Natural-language object grounding data

....

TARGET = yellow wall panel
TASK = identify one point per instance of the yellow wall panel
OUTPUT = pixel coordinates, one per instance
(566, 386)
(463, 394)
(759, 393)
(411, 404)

....

§ Brief: Output the data above in full and exactly.

§ Exercise result:
TARGET = yellow wall panel
TASK = identify one point per instance of the yellow wall panel
OUTPUT = pixel coordinates, one per instance
(566, 386)
(463, 394)
(759, 393)
(411, 404)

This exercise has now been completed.